**Problem description:** Print all of the lines exactly. Any picture among them stays out.

⁂

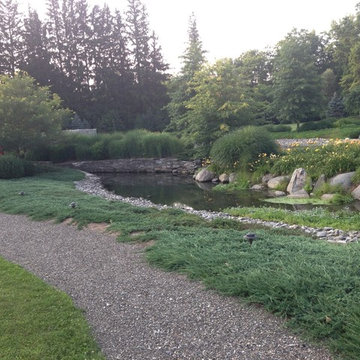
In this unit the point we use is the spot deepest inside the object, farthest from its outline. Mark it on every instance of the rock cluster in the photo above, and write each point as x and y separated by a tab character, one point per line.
92	185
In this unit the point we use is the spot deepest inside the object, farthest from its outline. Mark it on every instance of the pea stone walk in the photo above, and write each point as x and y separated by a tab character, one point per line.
139	312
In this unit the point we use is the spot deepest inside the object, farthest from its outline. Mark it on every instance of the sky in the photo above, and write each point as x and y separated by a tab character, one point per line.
229	27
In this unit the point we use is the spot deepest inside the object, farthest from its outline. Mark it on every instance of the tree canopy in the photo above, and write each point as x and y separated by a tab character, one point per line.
29	114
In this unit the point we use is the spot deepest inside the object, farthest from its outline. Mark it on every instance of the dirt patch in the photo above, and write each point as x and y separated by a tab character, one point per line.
136	234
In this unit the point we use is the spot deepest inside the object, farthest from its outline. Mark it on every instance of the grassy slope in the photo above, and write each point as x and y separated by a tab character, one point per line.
313	283
344	220
38	321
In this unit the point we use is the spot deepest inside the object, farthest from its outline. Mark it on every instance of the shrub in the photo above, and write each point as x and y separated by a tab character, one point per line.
334	158
239	148
278	128
316	125
13	167
356	178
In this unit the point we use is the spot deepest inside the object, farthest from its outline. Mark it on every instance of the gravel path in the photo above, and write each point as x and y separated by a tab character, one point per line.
138	312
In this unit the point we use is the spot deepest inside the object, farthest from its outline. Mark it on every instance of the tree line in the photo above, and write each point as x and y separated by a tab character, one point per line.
107	66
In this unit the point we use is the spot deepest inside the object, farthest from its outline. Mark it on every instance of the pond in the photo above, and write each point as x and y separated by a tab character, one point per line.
168	189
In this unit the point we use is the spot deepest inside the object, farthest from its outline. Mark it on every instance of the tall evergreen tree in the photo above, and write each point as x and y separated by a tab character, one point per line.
36	58
297	82
11	41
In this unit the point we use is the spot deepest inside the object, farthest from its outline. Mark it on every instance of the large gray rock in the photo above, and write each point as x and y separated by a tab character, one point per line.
327	196
257	187
204	175
224	178
297	181
356	193
265	179
275	182
276	193
344	180
319	182
301	194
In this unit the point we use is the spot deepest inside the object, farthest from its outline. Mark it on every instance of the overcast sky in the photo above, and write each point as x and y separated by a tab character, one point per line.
229	27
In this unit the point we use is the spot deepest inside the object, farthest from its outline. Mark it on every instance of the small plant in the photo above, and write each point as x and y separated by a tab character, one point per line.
326	188
12	167
356	177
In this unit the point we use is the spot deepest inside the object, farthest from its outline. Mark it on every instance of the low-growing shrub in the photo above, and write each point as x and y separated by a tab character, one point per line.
278	128
13	167
316	125
356	177
240	148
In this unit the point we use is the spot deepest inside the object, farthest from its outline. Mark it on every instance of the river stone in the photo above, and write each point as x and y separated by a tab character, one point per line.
344	180
320	182
224	178
265	179
277	193
356	193
297	181
257	187
232	177
327	196
301	194
277	181
204	175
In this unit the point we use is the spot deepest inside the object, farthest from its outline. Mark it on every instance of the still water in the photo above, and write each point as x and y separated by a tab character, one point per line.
168	189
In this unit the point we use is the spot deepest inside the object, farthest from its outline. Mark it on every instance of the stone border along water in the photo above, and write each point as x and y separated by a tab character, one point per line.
92	185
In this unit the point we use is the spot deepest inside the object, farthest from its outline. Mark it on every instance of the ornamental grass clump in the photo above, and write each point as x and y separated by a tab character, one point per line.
239	149
13	167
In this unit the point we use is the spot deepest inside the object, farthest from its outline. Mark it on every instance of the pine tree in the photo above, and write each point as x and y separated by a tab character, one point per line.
36	59
11	41
194	56
336	107
181	87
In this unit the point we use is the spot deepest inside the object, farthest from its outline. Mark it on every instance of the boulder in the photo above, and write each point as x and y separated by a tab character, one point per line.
356	193
297	181
319	182
224	178
277	193
301	194
344	180
204	175
327	196
265	179
232	177
257	187
277	181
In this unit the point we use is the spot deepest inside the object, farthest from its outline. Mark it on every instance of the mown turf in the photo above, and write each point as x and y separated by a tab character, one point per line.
314	284
317	217
40	322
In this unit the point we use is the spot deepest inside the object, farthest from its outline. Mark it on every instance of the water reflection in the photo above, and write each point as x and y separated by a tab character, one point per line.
168	189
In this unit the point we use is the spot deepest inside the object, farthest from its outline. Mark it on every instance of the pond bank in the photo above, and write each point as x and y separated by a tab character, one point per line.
92	185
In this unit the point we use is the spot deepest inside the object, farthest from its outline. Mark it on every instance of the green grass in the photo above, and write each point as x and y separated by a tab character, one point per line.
290	201
315	285
319	217
40	322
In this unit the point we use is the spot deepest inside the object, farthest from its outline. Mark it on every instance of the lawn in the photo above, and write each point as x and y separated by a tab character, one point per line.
314	284
40	322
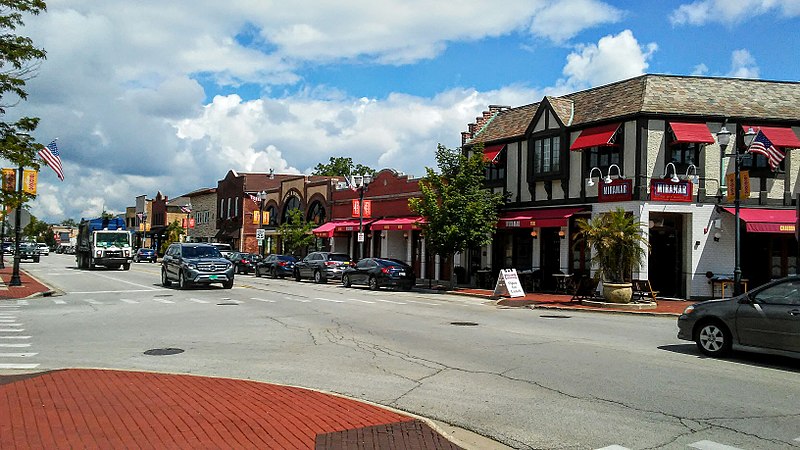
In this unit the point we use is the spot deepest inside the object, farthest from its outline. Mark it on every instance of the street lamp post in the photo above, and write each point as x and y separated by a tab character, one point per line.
723	139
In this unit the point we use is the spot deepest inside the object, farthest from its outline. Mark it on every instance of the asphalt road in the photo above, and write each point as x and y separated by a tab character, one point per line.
527	378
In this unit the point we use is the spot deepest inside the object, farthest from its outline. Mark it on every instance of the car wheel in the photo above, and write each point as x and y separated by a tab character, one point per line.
713	339
164	280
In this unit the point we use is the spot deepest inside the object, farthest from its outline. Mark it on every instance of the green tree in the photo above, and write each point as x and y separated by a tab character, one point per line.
296	232
173	234
341	167
459	212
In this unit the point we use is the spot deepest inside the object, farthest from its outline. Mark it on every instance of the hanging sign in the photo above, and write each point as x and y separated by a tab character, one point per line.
9	180
620	190
29	181
667	191
508	284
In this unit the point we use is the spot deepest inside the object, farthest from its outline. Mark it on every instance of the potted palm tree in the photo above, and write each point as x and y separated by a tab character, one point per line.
618	245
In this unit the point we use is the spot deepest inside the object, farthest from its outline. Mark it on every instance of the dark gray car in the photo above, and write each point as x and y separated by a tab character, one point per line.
195	263
765	319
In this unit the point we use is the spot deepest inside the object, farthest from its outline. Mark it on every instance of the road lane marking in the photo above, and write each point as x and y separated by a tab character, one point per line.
18	366
390	301
711	445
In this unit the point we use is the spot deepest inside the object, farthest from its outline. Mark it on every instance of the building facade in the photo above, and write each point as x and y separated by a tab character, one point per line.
649	145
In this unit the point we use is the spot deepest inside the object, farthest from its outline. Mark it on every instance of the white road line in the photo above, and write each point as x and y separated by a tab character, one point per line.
18	366
711	445
390	301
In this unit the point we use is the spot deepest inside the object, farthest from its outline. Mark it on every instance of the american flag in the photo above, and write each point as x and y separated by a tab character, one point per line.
52	157
762	145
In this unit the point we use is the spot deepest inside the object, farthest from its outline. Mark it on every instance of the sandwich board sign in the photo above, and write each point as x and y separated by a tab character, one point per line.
508	284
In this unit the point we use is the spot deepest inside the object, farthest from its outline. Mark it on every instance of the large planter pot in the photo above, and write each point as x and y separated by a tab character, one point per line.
617	292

⁂

**Output of the task:**
In this unit the point we use is the spot deepest inside the object, farthest from its outline. Mark it on every instance of the rock cluster in the photo above, and write each point as x and y separated by a tab character, one point per line.
92	185
In this unit the point we use is the spot deepest inside the object, farthest from its outline. Mark it on every instance of the pea stone walk in the photo above, and write each point as x and y separated by a tab character, one point per line.
139	312
In this unit the point we use is the spot deepest inside the object, farthest from its outline. Mark it on every instance of the sky in the photo above, and write each point as x and y separated by a tab character, one point per line.
229	27
In this unit the point we use is the spot deepest inside the object, farthest from its outline. Mark it on every instance of the tree canopy in the photo above, and write each point as x and y separated by a tab character, one point per line.
29	114
In this unit the point we use is the spot deepest inside the object, farthest from its outline. Mark it on every instance of the dirt patch in the photo above, and write each point as x and y separated by a tab character, one point per line.
136	234
In this unit the point we use is the spot deepest inside the object, farthest from its outline. Mark it on every instance of the grassy slope in the photo above, and write each point as x and y separated by a tab character, one point per line.
313	283
344	220
38	321
In this unit the point we use is the spot deepest inside the object, farthest from its outline. Mark it on every instance of the shrub in the photo above, and write each point as x and y separated by a tab character, one point per line.
334	158
239	148
278	128
316	125
13	167
356	178
In this unit the point we use is the spot deepest inside the object, farthest from its outline. Mark it on every instance of the gravel path in the photo above, and write each point as x and y separated by a tab character, one point per line.
138	312
In this unit the point we use is the spot deepest inside the object, farthest from its outline. Mark it on every instance of the tree line in the photo above, and write each point as x and y separated by a tab character, one point per line.
107	66
In this unit the point we use is the spot deepest inside the object, farthest from its outline. Mark it on every instance of the pond in the photo above, and write each point as x and y separated by a tab character, one point per line.
168	189
In this unit the point we use is the spot deepest inside the object, farthest from its outline. Mark it on every instance of the tall evergreen tree in the photo above, and write each point as x and y separated by a tab character, one point per line.
36	58
297	82
11	41
In this unit the point we use is the spot deepest inside the object, farthest from its outline. Mark it on every instance of the large gray rock in the photo above, and write each point as x and y separated by a tab character, one point per line.
327	196
257	187
204	175
224	178
297	181
356	193
265	179
275	182
276	193
344	180
319	182
301	194
In this unit the point we use is the spot deepest inside the object, farthest from its outline. Mark it on every instance of the overcast sky in the photo above, and write each point as x and y separated by a tab character, one point per line.
229	27
In this unit the point we use is the spot deepest inside the object, farthest from its outline. Mark it on every instance of the small plant in the photo above, and write each point as x and y separated by a tab character, one point per line.
326	188
12	167
356	177
In this unit the point we use is the spot deepest inside the object, farthest from its outline. Mark it on every instance of the low-growing shrub in the photo above, and write each point as x and y separated by a tab character, one point per line.
278	128
13	167
316	125
356	177
240	148
In this unit the point we use is the spot deepest inside the object, farthest from its outline. Mark it on every instance of the river stone in the photo above, and write each point as x and y separated by a tab character, one point per line.
344	180
320	182
224	178
265	179
277	193
356	193
297	181
257	187
232	177
327	196
301	194
277	181
204	175
In this unit the point we use is the spot deepest inside the object, farthest from its outline. Mark it on every instance of the still water in the photo above, and write each point as x and y separated by a tab character, one point per line.
168	189
In this unit the point we use is the spot deepest inside the object, farthest from its outline. Mark it on every instance of the stone border along water in the photo above, and write each point as x and y separated by a tab character, one point per line.
92	185
In this unit the point we use is the spot deepest inside the object, farthest from its outline. Mark it on every instance of the ornamental grass clump in the photo above, and write each point as x and y separated by a tab character, one point per line.
239	149
13	167
In this unit the point we use is the spot deepest inside the object, farthest from its outline. Mark it on every instance of the pine tree in the photo above, and write each point as x and y separated by a tab character, one point per line.
36	59
11	41
194	56
336	107
181	87
In this unit the point we use is the spot deepest inside the object, farthest from its outline. Mark it on every instance of the boulder in the photo above, and write each point as x and y separated by a tab character, one point per line.
356	193
297	181
319	182
224	178
277	193
301	194
344	180
204	175
327	196
265	179
232	177
257	187
277	181
In this unit the point we use is the spot deepest inside the object, farthest from its outline. Mark it on every instance of the mown turf in the photo above, and write each point as x and y separated by a tab character, one point per line.
314	284
317	217
40	322
In this unit the point we use is the spot deepest inside the object, farthest from its outline. Mark it on every instance of the water reflection in the photo above, and write each point as x and y separated by a tab character, one point per line.
168	189
In this unit the point we use is the spot deepest inside the object, farthest from its outline. Mark it on every instance of the pond bank in the photo above, and write each point as x and y separated by a tab character, one point per line.
92	185
In this unit the point we use is the spot deepest inside the object, farthest from its outline. Mark it on every instance of the green grass in the photo above, and write each point as x and y separated by a tab character, one point per line.
290	201
315	285
319	217
40	322
In this unit the point we use is the spot deepest inside the object, farthest from its outline. Mark it on every instance of the lawn in the photo above, and write each point as x and y separated by a tab character, one point per line.
314	284
40	322
In this unit the point we use is the spot deepest inside the object, farthest from its outline. Mark it on every instance of the street lamp post in the photo above, and write each point as x and y separated by a tab character, one point per line.
723	139
In this unit the point we use is the spot deepest inside the object, farthest from its outline. Mark it on every instance of the asphalt road in the photo above, and write each point as x and y separated by a tab character, one point per line.
527	378
In this unit the point we use is the spot deepest inside the object, farthest from its outline. Mark it on every instance of the car wheel in the photo above, and write each point as x and y separated by a tab character, one point per line.
713	339
164	280
In this unit the point we use is the spot deepest inside the object, farthest from its outline. Mark it on every instance of the green tree in the photo above, and write each point as x and y separated by a tab character, one point per line.
296	232
173	234
341	167
459	212
In this unit the point we use is the spot deepest inside the object, farthest from its outline. Mark it on every instance of the hanging sign in the photo above, and write each point as x and y separated by a tab character, one point per line.
9	180
620	190
29	181
667	191
508	284
In this unit the point we use is the spot deepest inside the object, farthest from its outline. Mark it on every instance of the potted palm tree in the photo above, and write each point as x and y separated by a tab character, one point per line.
618	245
In this unit the point we use is the spot deepest inside the object, farthest from its outline. Mark it on every instance of the dark gray car in the photo above, and write each point as x and y separated by a tab character, one point per line.
195	263
765	319
In this unit the point we use is the spot deepest inside the object, farthest from its outline. Mark it on every instance of the road lane marking in the photo above, and write each point as x and y separated by a tab character, one point per line.
18	366
390	301
711	445
In this unit the point we use is the spot deepest inside the object, farthest from its outline. Mark it on every instance of the building facade in the photo above, and write each point as x and y separated by a tab character, one point per line.
649	145
In this unit the point we use is the spot deepest inside the object, farthest from its outline. Mark it on every instance of the white road line in the photo above, and write each point as x and y separated by a tab character, one point per line.
18	366
711	445
390	301
In this unit the point we use is the spot deepest inside the object, farthest from its outline. Mark it on every instance of the american flag in the photo above, and write each point as x and y separated by a tab character, one point per line.
52	157
762	145
In this unit the point we use is the spot deepest inside the object, farthest from its outline. Mark it on every instance of the sandwich board sign in the photo above, and write each point as x and y separated by a tab character, one point per line.
508	284
In this unit the point we use is the spot deepest inside the object, farthest from its outline. Mark it on every instance of the large planter pot in the photo above, and write each point as x and y separated by a tab character, one point per line.
617	292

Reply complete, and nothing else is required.